Pick out every line below that contains the string "mossy", matching case, and copy each one in full.

Dataset rows
.....
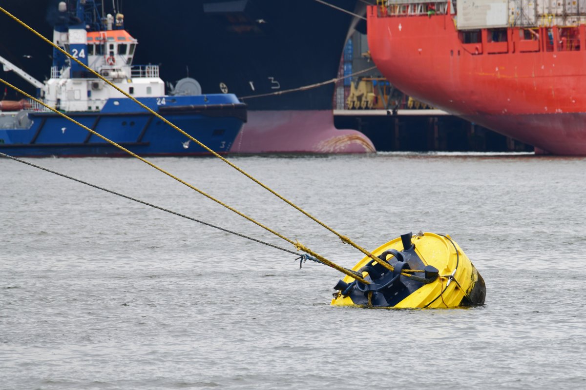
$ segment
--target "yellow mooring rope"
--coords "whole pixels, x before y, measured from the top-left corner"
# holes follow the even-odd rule
[[[219,154],[218,154],[217,153],[216,153],[215,151],[214,151],[212,149],[210,149],[210,148],[209,148],[207,146],[206,146],[203,143],[200,142],[198,140],[196,139],[195,138],[194,138],[193,137],[192,137],[190,134],[188,134],[187,133],[186,133],[185,132],[184,132],[183,130],[182,130],[181,129],[180,129],[179,127],[178,127],[176,125],[175,125],[173,123],[171,123],[170,122],[169,122],[168,120],[167,120],[165,118],[163,118],[160,115],[159,115],[158,113],[156,113],[155,111],[154,111],[153,110],[147,107],[146,105],[145,105],[144,104],[143,104],[141,102],[139,102],[138,100],[137,100],[137,99],[135,99],[134,97],[133,97],[132,96],[131,96],[129,94],[128,94],[127,92],[126,92],[124,91],[122,91],[121,88],[118,88],[115,85],[114,85],[113,83],[111,82],[109,80],[106,80],[101,74],[98,74],[97,72],[96,72],[96,71],[94,71],[93,69],[91,69],[91,68],[90,68],[89,67],[88,67],[87,65],[86,65],[85,64],[84,64],[83,63],[81,62],[79,60],[78,60],[77,58],[74,57],[70,54],[69,54],[69,53],[67,53],[65,50],[63,50],[62,49],[61,49],[60,47],[59,47],[59,46],[57,46],[56,44],[55,44],[52,41],[49,40],[49,39],[47,39],[47,38],[46,38],[45,37],[44,37],[40,33],[38,32],[36,30],[35,30],[35,29],[33,29],[32,27],[31,27],[29,26],[28,26],[26,23],[25,23],[25,22],[23,22],[22,20],[21,20],[20,19],[19,19],[18,18],[16,18],[16,16],[15,16],[14,15],[13,15],[12,13],[11,13],[8,11],[7,11],[4,8],[0,7],[0,11],[1,11],[2,12],[4,12],[6,15],[8,15],[9,18],[11,18],[11,19],[12,19],[13,20],[14,20],[15,21],[16,21],[17,23],[18,23],[19,24],[20,24],[21,26],[22,26],[23,27],[24,27],[25,28],[26,28],[27,30],[28,30],[29,31],[31,32],[32,33],[33,33],[33,34],[35,34],[35,35],[36,35],[38,37],[39,37],[39,38],[40,38],[43,40],[44,40],[45,42],[49,43],[52,46],[53,46],[53,47],[54,47],[55,49],[56,49],[57,50],[58,50],[59,51],[60,51],[61,53],[62,53],[63,54],[64,54],[65,56],[67,56],[71,60],[72,60],[73,61],[75,61],[76,63],[77,63],[82,67],[83,67],[84,68],[85,68],[86,70],[87,70],[88,71],[91,73],[93,74],[94,74],[94,75],[96,75],[97,77],[99,78],[100,79],[102,80],[105,82],[107,83],[108,85],[110,85],[113,88],[114,88],[114,89],[115,89],[117,91],[118,91],[118,92],[120,92],[121,94],[122,94],[122,95],[124,95],[126,97],[128,98],[129,99],[130,99],[131,100],[132,100],[132,101],[134,101],[134,102],[135,102],[137,104],[138,104],[138,105],[139,105],[141,107],[142,107],[142,108],[145,109],[145,110],[146,110],[147,111],[148,111],[151,113],[152,113],[153,115],[154,115],[155,116],[156,116],[157,118],[158,118],[161,120],[163,121],[163,122],[165,122],[165,123],[166,123],[167,125],[168,125],[171,127],[173,127],[173,129],[175,129],[177,131],[179,132],[181,134],[182,134],[185,136],[187,137],[190,140],[193,141],[194,142],[195,142],[196,143],[197,143],[198,145],[199,145],[200,147],[202,147],[202,148],[203,148],[204,149],[205,149],[206,150],[207,150],[207,151],[209,151],[210,153],[211,153],[212,154],[213,154],[215,157],[217,157],[218,158],[220,158],[223,161],[224,161],[224,163],[226,163],[226,164],[227,164],[229,165],[230,165],[232,168],[234,168],[235,170],[236,170],[237,171],[238,171],[239,172],[240,172],[242,174],[244,175],[247,178],[248,178],[249,179],[250,179],[251,180],[252,180],[253,181],[254,181],[254,182],[255,182],[258,185],[260,185],[263,188],[264,188],[267,191],[269,191],[270,192],[271,192],[271,194],[272,194],[273,195],[274,195],[275,196],[276,196],[277,198],[278,198],[281,200],[282,200],[284,202],[285,202],[285,203],[287,203],[289,206],[293,207],[294,208],[295,208],[295,209],[297,209],[298,211],[299,211],[299,212],[301,212],[302,213],[303,213],[304,215],[305,215],[308,218],[310,218],[311,219],[312,219],[314,222],[318,223],[318,224],[319,224],[320,225],[321,225],[322,226],[323,226],[325,229],[326,229],[328,230],[329,230],[331,232],[332,232],[332,233],[333,233],[334,234],[335,234],[336,236],[337,236],[338,237],[339,237],[342,240],[342,241],[343,243],[349,244],[350,245],[351,245],[352,246],[354,247],[355,248],[356,248],[356,249],[357,249],[358,250],[359,250],[360,252],[362,252],[364,254],[366,255],[367,256],[368,256],[370,258],[375,260],[376,261],[377,261],[377,263],[379,263],[379,264],[380,264],[383,267],[384,267],[387,270],[388,270],[389,271],[393,271],[393,267],[391,267],[390,265],[389,265],[389,264],[386,263],[385,261],[380,261],[380,259],[378,257],[377,257],[376,256],[375,256],[374,254],[373,254],[370,252],[367,251],[364,248],[362,247],[361,246],[360,246],[358,244],[357,244],[355,243],[354,243],[352,240],[350,239],[350,238],[349,238],[349,237],[347,237],[346,236],[342,235],[341,234],[340,234],[339,233],[338,233],[338,232],[336,232],[336,230],[335,230],[332,228],[331,228],[329,226],[328,226],[328,225],[325,225],[325,223],[323,223],[323,222],[322,222],[321,221],[320,221],[319,220],[318,220],[317,218],[316,218],[315,217],[313,216],[312,215],[311,215],[311,214],[309,214],[309,213],[308,213],[307,212],[306,212],[305,210],[303,210],[302,209],[301,209],[301,208],[300,208],[298,206],[297,206],[297,205],[293,203],[292,202],[291,202],[288,199],[286,199],[285,198],[284,198],[282,195],[281,195],[279,194],[278,194],[277,192],[274,191],[274,190],[272,190],[271,188],[270,188],[269,187],[268,187],[267,185],[265,185],[263,183],[261,182],[259,180],[258,180],[257,179],[255,178],[254,177],[253,177],[252,175],[251,175],[248,173],[247,173],[246,171],[244,171],[243,170],[242,170],[241,168],[240,168],[239,167],[237,166],[236,164],[234,164],[231,163],[230,161],[228,161],[227,160],[226,160],[226,158],[224,158],[222,156],[220,156]],[[36,99],[35,99],[35,100],[36,100]],[[50,109],[50,108],[49,108]],[[301,248],[301,247],[298,247]],[[310,253],[310,254],[311,254]]]
[[[36,98],[33,97],[32,96],[31,96],[29,94],[27,94],[26,92],[25,92],[25,91],[22,91],[22,89],[20,89],[19,88],[17,88],[16,87],[15,87],[14,85],[13,85],[12,84],[10,84],[9,82],[8,82],[8,81],[6,81],[6,80],[4,80],[2,78],[0,78],[0,82],[2,82],[3,84],[5,84],[8,87],[9,87],[13,89],[16,92],[19,92],[20,94],[22,94],[22,95],[23,95],[24,96],[26,96],[29,99],[31,99],[32,100],[35,101],[35,102],[36,102],[39,104],[40,104],[40,105],[43,106],[44,107],[46,107],[46,108],[51,110],[52,111],[53,111],[55,113],[56,113],[56,114],[57,114],[59,115],[60,115],[61,116],[62,116],[63,118],[65,118],[66,119],[67,119],[68,120],[70,120],[70,121],[72,122],[73,123],[75,123],[77,126],[80,126],[80,127],[81,127],[83,129],[84,129],[85,130],[86,130],[87,131],[89,132],[90,133],[93,134],[94,135],[96,136],[97,137],[99,137],[100,138],[101,138],[101,139],[104,140],[106,142],[108,142],[108,143],[111,144],[111,145],[113,145],[114,146],[115,146],[116,147],[117,147],[118,149],[120,149],[121,150],[122,150],[122,151],[126,152],[127,153],[128,153],[130,156],[132,156],[133,157],[138,158],[138,160],[141,160],[143,163],[146,163],[146,164],[151,165],[151,167],[152,167],[155,169],[156,169],[156,170],[157,170],[158,171],[160,171],[161,172],[164,173],[165,175],[167,175],[169,177],[171,177],[171,178],[175,179],[175,180],[176,180],[177,181],[179,182],[180,183],[181,183],[182,184],[184,184],[184,185],[186,185],[187,187],[189,187],[190,188],[191,188],[192,189],[193,189],[193,190],[194,190],[194,191],[199,192],[199,194],[201,194],[202,195],[203,195],[204,196],[206,196],[208,199],[210,199],[213,201],[214,202],[216,202],[218,204],[221,205],[222,206],[223,206],[224,207],[225,207],[226,208],[228,209],[229,210],[235,212],[236,213],[238,214],[240,216],[241,216],[241,217],[243,217],[244,218],[246,218],[246,219],[248,220],[251,222],[252,222],[252,223],[254,223],[254,224],[255,224],[255,225],[260,226],[261,227],[262,227],[263,229],[265,229],[265,230],[267,230],[268,232],[270,232],[270,233],[272,233],[272,234],[274,234],[274,235],[277,236],[279,238],[281,238],[281,239],[282,239],[287,241],[289,243],[290,243],[292,245],[294,246],[295,247],[295,248],[297,248],[298,250],[301,250],[305,252],[306,253],[308,253],[309,254],[311,254],[311,256],[314,256],[314,257],[318,258],[320,261],[322,262],[323,264],[326,264],[326,265],[329,265],[329,267],[331,267],[332,268],[334,268],[335,270],[337,270],[338,271],[339,271],[340,272],[342,272],[343,274],[345,274],[345,275],[347,275],[348,276],[349,276],[349,277],[350,277],[352,278],[354,278],[355,279],[357,279],[359,281],[362,282],[363,283],[365,283],[366,284],[369,284],[369,282],[367,281],[366,281],[366,280],[364,280],[362,277],[359,277],[356,274],[355,274],[355,273],[351,272],[350,271],[349,271],[349,270],[343,267],[340,267],[340,266],[338,265],[338,264],[336,264],[336,263],[333,263],[333,261],[331,261],[330,260],[328,260],[328,259],[325,258],[323,256],[321,256],[321,255],[316,253],[315,252],[313,251],[312,250],[311,250],[309,248],[306,247],[306,246],[305,246],[304,245],[303,245],[302,244],[301,244],[299,241],[293,241],[292,240],[288,239],[287,237],[285,237],[282,234],[281,234],[280,233],[278,233],[277,232],[275,232],[275,230],[273,230],[272,229],[270,229],[270,227],[268,227],[267,226],[264,226],[264,225],[263,225],[260,222],[255,220],[253,218],[252,218],[251,217],[249,217],[248,216],[246,215],[246,214],[240,212],[238,210],[236,210],[236,209],[234,209],[234,208],[233,208],[232,207],[230,207],[230,206],[229,206],[228,205],[227,205],[227,204],[224,203],[224,202],[222,202],[219,199],[216,199],[215,198],[214,198],[212,195],[209,195],[209,194],[204,192],[203,191],[202,191],[201,189],[199,189],[197,187],[195,187],[195,186],[190,184],[189,183],[188,183],[188,182],[187,182],[186,181],[184,181],[183,180],[182,180],[179,178],[177,177],[176,176],[175,176],[174,175],[173,175],[171,173],[169,173],[169,172],[167,172],[166,171],[165,171],[165,170],[163,170],[162,168],[161,168],[160,167],[158,167],[158,165],[153,164],[152,163],[151,163],[151,161],[148,161],[148,160],[141,157],[141,156],[138,156],[138,154],[135,154],[135,153],[131,151],[130,150],[128,150],[128,149],[125,149],[123,146],[121,146],[118,144],[117,143],[116,143],[114,141],[113,141],[113,140],[110,140],[110,139],[109,139],[104,137],[104,136],[103,136],[102,134],[100,134],[99,133],[97,133],[97,132],[92,130],[91,129],[90,129],[87,126],[85,126],[84,125],[82,125],[81,123],[79,123],[79,122],[77,122],[75,119],[73,119],[71,118],[70,118],[69,116],[68,116],[66,114],[63,113],[63,112],[60,112],[60,111],[57,111],[57,109],[56,109],[53,108],[53,107],[51,107],[49,105],[45,103],[45,102],[42,102],[41,101],[39,100]]]

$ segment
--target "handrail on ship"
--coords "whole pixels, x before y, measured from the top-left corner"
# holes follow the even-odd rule
[[[445,15],[450,0],[377,0],[379,16]]]

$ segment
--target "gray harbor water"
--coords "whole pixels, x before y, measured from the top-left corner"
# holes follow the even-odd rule
[[[332,308],[333,270],[0,159],[0,388],[586,388],[586,158],[232,160],[366,248],[450,234],[486,304]],[[291,249],[137,160],[28,161]],[[362,257],[221,161],[153,161],[340,265]]]

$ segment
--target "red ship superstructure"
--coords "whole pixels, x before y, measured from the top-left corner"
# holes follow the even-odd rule
[[[586,1],[379,0],[367,18],[372,58],[404,92],[537,152],[586,155]]]

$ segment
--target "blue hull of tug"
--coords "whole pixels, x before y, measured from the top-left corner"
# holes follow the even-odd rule
[[[220,154],[246,122],[246,105],[231,94],[138,100]],[[209,154],[128,98],[110,99],[100,111],[68,112],[79,123],[139,156]],[[0,151],[13,156],[125,156],[127,153],[52,112],[29,113],[26,129],[0,129]]]

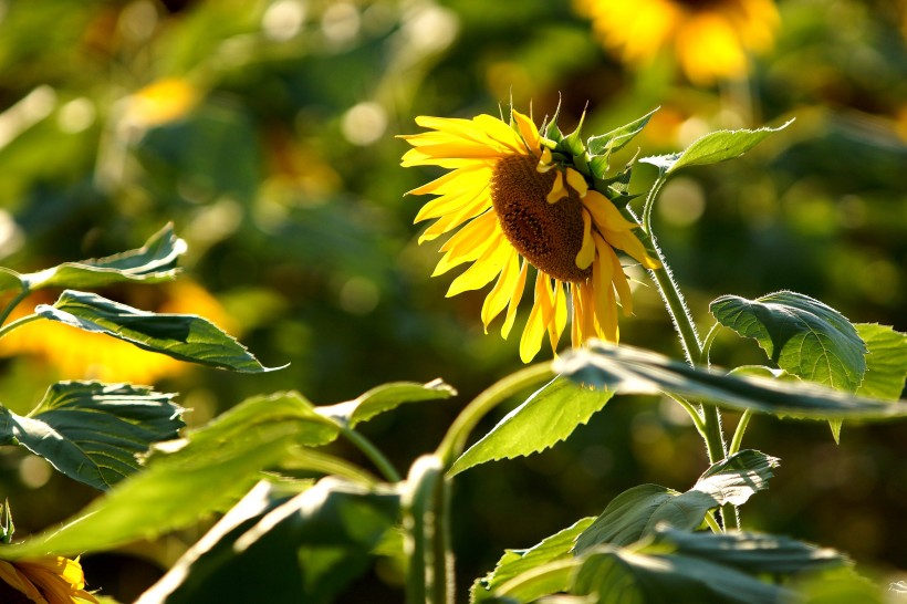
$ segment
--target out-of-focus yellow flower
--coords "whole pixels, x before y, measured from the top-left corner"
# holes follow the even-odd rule
[[[185,117],[198,104],[197,87],[179,77],[165,77],[135,92],[126,100],[125,121],[150,128]]]
[[[645,66],[673,51],[696,84],[749,72],[749,53],[774,43],[779,27],[772,0],[574,0],[592,19],[602,43],[623,61]]]
[[[414,147],[404,155],[404,166],[452,170],[409,191],[439,196],[416,216],[417,222],[437,219],[420,241],[457,230],[441,246],[445,254],[435,274],[472,263],[454,280],[449,296],[497,278],[481,316],[487,330],[507,309],[501,330],[507,337],[532,265],[535,299],[520,340],[524,363],[538,354],[545,332],[556,352],[569,306],[573,346],[590,337],[616,342],[617,298],[625,313],[632,312],[632,299],[615,249],[649,269],[658,261],[633,232],[639,225],[592,189],[566,158],[553,157],[553,143],[529,117],[514,111],[512,119],[513,126],[490,115],[420,116],[416,123],[431,132],[402,137]]]
[[[157,285],[164,300],[153,310],[158,313],[197,314],[230,332],[230,320],[223,308],[204,288],[180,280]],[[11,319],[22,316],[40,302],[29,299]],[[0,340],[0,356],[31,354],[52,364],[61,379],[100,379],[154,384],[161,377],[178,375],[189,364],[169,356],[143,351],[127,342],[90,333],[52,321],[33,321],[13,330]]]
[[[0,560],[0,602],[4,604],[84,604],[97,600],[85,591],[79,560],[48,556]]]

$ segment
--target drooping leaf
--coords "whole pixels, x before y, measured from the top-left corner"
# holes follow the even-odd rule
[[[786,128],[793,119],[776,128],[763,127],[754,131],[718,131],[695,140],[682,153],[644,157],[639,162],[651,164],[665,174],[673,174],[687,166],[718,164],[740,157],[771,134]]]
[[[404,403],[450,398],[456,394],[457,390],[441,379],[435,379],[428,384],[395,382],[372,388],[353,400],[320,406],[317,412],[324,417],[331,417],[352,428],[361,421],[367,421]]]
[[[399,510],[396,492],[335,478],[322,479],[278,506],[269,504],[269,493],[261,487],[136,604],[333,602],[366,567],[369,551]],[[250,580],[236,581],[237,576]]]
[[[753,533],[689,533],[659,529],[630,548],[602,545],[582,559],[571,589],[609,604],[709,602],[773,604],[793,592],[760,576],[841,567],[833,550],[789,538]]]
[[[146,386],[60,382],[29,414],[0,407],[0,440],[14,442],[96,489],[136,471],[137,455],[177,437],[185,424],[175,395]]]
[[[907,416],[907,404],[863,398],[807,382],[732,376],[692,368],[667,356],[622,344],[591,343],[555,362],[564,376],[615,394],[675,393],[731,409],[813,419],[877,420]]]
[[[640,485],[615,497],[576,540],[582,553],[603,543],[629,545],[653,534],[667,523],[677,529],[694,530],[706,513],[719,506],[742,506],[751,494],[768,488],[778,459],[746,449],[712,465],[685,493]]]
[[[494,570],[482,579],[477,579],[469,592],[470,602],[486,602],[491,594],[501,585],[519,576],[522,573],[531,572],[536,566],[548,564],[555,560],[570,558],[573,550],[573,542],[576,538],[592,524],[593,518],[584,518],[572,527],[569,527],[529,548],[528,550],[507,550],[504,555],[498,561]],[[565,591],[567,584],[555,591]],[[541,590],[538,596],[552,593],[549,586]]]
[[[229,509],[288,448],[322,445],[336,435],[336,427],[299,394],[250,398],[186,438],[157,445],[143,471],[62,528],[4,546],[3,555],[74,556],[191,525]]]
[[[243,373],[273,371],[220,327],[194,314],[157,314],[72,290],[60,294],[52,306],[39,304],[34,311],[44,319],[111,335],[179,361]]]
[[[869,351],[866,374],[857,394],[897,400],[907,377],[907,334],[876,323],[857,323],[855,326]]]
[[[753,337],[778,365],[833,388],[855,392],[866,372],[866,344],[841,313],[796,292],[755,300],[722,295],[710,305],[722,325]]]
[[[649,119],[653,115],[655,115],[655,112],[657,112],[658,108],[659,107],[651,110],[643,117],[634,119],[629,124],[625,124],[619,128],[614,128],[613,131],[600,136],[590,137],[586,144],[590,155],[614,153],[622,149],[624,145],[633,140],[637,134],[643,132],[643,128],[646,127],[646,124],[648,124]]]
[[[121,282],[159,283],[177,275],[177,259],[186,253],[186,241],[166,225],[143,247],[106,258],[64,262],[51,269],[19,275],[29,290],[42,288],[91,289]]]
[[[491,431],[460,456],[450,476],[497,459],[527,456],[564,440],[592,414],[605,406],[612,393],[554,379],[510,412]]]

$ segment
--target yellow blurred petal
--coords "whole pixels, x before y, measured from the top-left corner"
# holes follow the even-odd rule
[[[491,200],[491,192],[489,191],[487,184],[482,187],[469,187],[460,192],[451,192],[449,195],[436,197],[419,209],[418,214],[416,214],[414,222],[421,222],[423,220],[440,218],[446,215],[457,212],[460,209],[475,204],[477,200],[481,200],[481,198],[486,198],[489,201]]]
[[[513,321],[517,319],[517,308],[520,305],[520,300],[523,298],[523,290],[525,290],[525,280],[529,272],[529,262],[525,260],[520,267],[520,275],[517,278],[517,285],[513,288],[513,293],[510,296],[510,303],[507,306],[507,316],[504,324],[501,325],[501,337],[507,340],[510,335],[510,330],[513,327]]]
[[[491,168],[484,164],[466,166],[449,171],[421,187],[406,191],[406,195],[425,195],[429,192],[435,195],[449,195],[465,187],[476,186],[479,183],[488,183],[491,180]]]
[[[498,281],[482,303],[482,324],[484,325],[484,333],[488,333],[488,324],[507,308],[508,302],[512,299],[513,290],[517,287],[519,278],[520,254],[515,249],[511,249],[510,257],[504,263],[501,275],[498,277]]]
[[[447,298],[486,287],[501,273],[512,250],[513,247],[507,239],[499,238],[471,267],[450,283]]]
[[[583,209],[583,246],[576,254],[576,268],[586,270],[595,260],[595,241],[592,239],[592,217]]]
[[[601,231],[608,229],[612,231],[627,231],[637,228],[639,225],[624,218],[611,200],[596,190],[591,190],[583,199],[583,206],[590,211],[595,227]]]

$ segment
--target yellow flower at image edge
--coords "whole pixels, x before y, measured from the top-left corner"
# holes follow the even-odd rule
[[[615,249],[646,268],[658,268],[633,232],[638,228],[569,162],[555,160],[535,124],[512,112],[515,127],[490,115],[473,119],[419,116],[434,132],[402,136],[415,148],[403,166],[450,168],[409,194],[439,197],[426,204],[416,222],[437,219],[419,242],[456,229],[442,246],[432,274],[472,264],[457,277],[448,296],[496,280],[482,304],[482,323],[504,312],[501,335],[510,333],[535,269],[534,303],[520,340],[520,357],[531,361],[545,333],[556,352],[572,309],[571,341],[590,337],[616,342],[617,300],[633,310],[630,288]]]
[[[79,560],[48,556],[0,560],[0,602],[4,604],[82,604],[97,600],[85,591]]]
[[[749,72],[748,53],[771,48],[780,24],[772,0],[574,0],[602,43],[645,66],[669,50],[697,84]]]

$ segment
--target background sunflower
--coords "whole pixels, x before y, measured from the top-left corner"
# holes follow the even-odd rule
[[[712,10],[728,23],[744,2],[697,3],[720,7]],[[441,375],[459,403],[400,408],[365,429],[405,467],[437,446],[463,400],[521,363],[477,321],[486,292],[442,301],[449,280],[427,279],[437,251],[418,246],[411,223],[425,199],[404,192],[444,168],[400,169],[406,145],[393,135],[411,133],[417,115],[497,114],[511,98],[540,118],[561,98],[564,131],[587,108],[588,134],[660,106],[614,167],[637,142],[644,155],[671,153],[711,129],[795,116],[740,160],[690,169],[664,189],[656,228],[694,313],[705,317],[721,293],[791,288],[853,321],[906,331],[904,2],[784,0],[776,9],[778,23],[767,8],[752,13],[773,44],[748,50],[758,55],[750,85],[712,88],[678,77],[679,58],[668,60],[676,38],[636,69],[602,46],[591,13],[569,0],[525,0],[520,10],[478,0],[8,2],[2,264],[28,271],[103,257],[174,220],[189,243],[187,273],[234,319],[234,333],[264,364],[291,363],[257,376],[192,368],[161,377],[158,389],[195,409],[187,420],[278,389],[334,403]],[[639,43],[655,52],[664,18],[642,14]],[[170,111],[146,110],[140,127],[125,127],[131,100],[167,90],[160,82],[181,91],[166,95]],[[654,171],[637,168],[630,191]],[[657,294],[634,270],[622,342],[678,356]],[[514,321],[530,312],[527,301]],[[723,335],[713,352],[717,363],[761,360]],[[48,383],[40,368],[0,367],[0,399],[30,408]],[[455,493],[469,510],[455,519],[461,576],[597,513],[633,485],[691,483],[701,446],[670,409],[626,400],[543,455],[465,475]],[[748,504],[749,525],[821,540],[882,572],[907,567],[903,426],[845,427],[836,446],[824,425],[753,421],[748,442],[783,462],[770,496]],[[95,496],[59,476],[31,480],[22,459],[0,458],[20,534]],[[191,541],[174,535],[82,563],[93,587],[128,602]],[[398,602],[394,576],[380,569],[348,597]]]

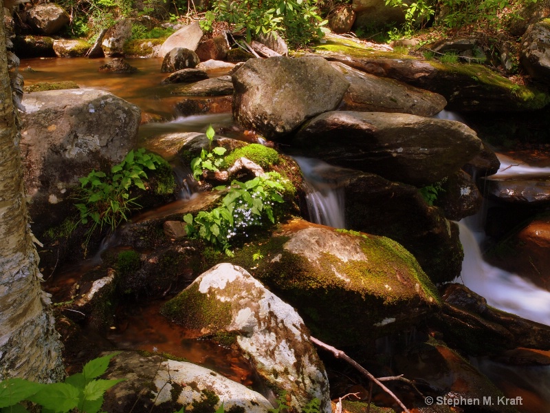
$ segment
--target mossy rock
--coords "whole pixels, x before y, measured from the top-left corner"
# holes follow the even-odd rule
[[[23,91],[25,93],[32,92],[44,92],[45,90],[63,90],[65,89],[79,89],[80,87],[74,81],[63,81],[60,82],[38,82],[29,86],[24,86]]]
[[[129,40],[122,47],[124,56],[129,57],[151,57],[159,49],[164,39],[137,39]]]
[[[314,336],[335,346],[364,344],[439,306],[414,257],[384,237],[295,220],[232,260],[296,307]]]

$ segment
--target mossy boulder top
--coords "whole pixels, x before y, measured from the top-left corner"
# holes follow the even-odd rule
[[[476,133],[460,122],[349,111],[319,115],[293,142],[300,154],[418,186],[454,173],[483,147]]]
[[[343,74],[317,56],[251,59],[232,80],[235,120],[270,138],[333,110],[349,87]]]
[[[341,62],[332,65],[350,83],[340,107],[342,110],[433,116],[447,105],[447,100],[440,94],[364,73]]]
[[[329,413],[329,382],[303,321],[241,267],[220,264],[201,274],[162,313],[205,335],[236,336],[270,387],[286,390],[301,411],[314,398]]]
[[[261,253],[252,261],[253,253]],[[438,294],[397,242],[294,220],[235,260],[294,306],[314,336],[336,346],[364,344],[438,308]]]

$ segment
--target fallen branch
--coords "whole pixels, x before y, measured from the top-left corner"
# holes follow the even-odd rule
[[[366,370],[366,369],[363,368],[362,366],[359,364],[359,363],[353,360],[353,359],[348,356],[343,351],[342,351],[341,350],[338,350],[338,348],[333,347],[332,346],[329,346],[328,344],[326,344],[322,341],[318,340],[314,337],[309,336],[309,339],[311,341],[311,342],[313,342],[315,344],[317,344],[317,346],[318,346],[321,348],[324,348],[324,350],[331,352],[333,354],[334,354],[334,357],[336,357],[337,359],[342,359],[346,361],[347,361],[348,363],[349,363],[351,366],[353,366],[357,370],[361,372],[364,376],[366,376],[370,380],[377,384],[380,386],[380,388],[382,389],[384,392],[388,393],[388,394],[391,396],[391,397],[396,402],[397,402],[397,404],[399,404],[399,406],[401,406],[401,408],[403,409],[403,411],[405,412],[405,413],[410,413],[408,409],[407,409],[407,407],[405,407],[405,405],[403,404],[403,403],[397,398],[397,396],[395,396],[395,394],[393,394],[393,392],[390,389],[384,385],[384,384],[382,384],[382,383],[380,380],[378,380],[376,377],[373,376],[370,372],[368,372],[368,371]]]

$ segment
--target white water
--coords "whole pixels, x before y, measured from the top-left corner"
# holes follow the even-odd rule
[[[500,168],[493,176],[550,175],[550,168],[530,167],[500,154],[498,156]],[[550,291],[540,288],[517,274],[485,262],[479,247],[485,234],[476,230],[481,227],[478,222],[477,217],[459,222],[460,240],[464,248],[461,274],[464,284],[484,297],[494,307],[550,326]]]
[[[296,157],[306,182],[306,200],[309,219],[316,224],[346,228],[344,189],[327,179],[334,167],[317,159]]]
[[[550,326],[550,291],[483,261],[478,244],[483,235],[458,224],[464,248],[461,273],[464,285],[493,307]]]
.....
Answer to this exercise
--target mossy rock
--target mossy boulder top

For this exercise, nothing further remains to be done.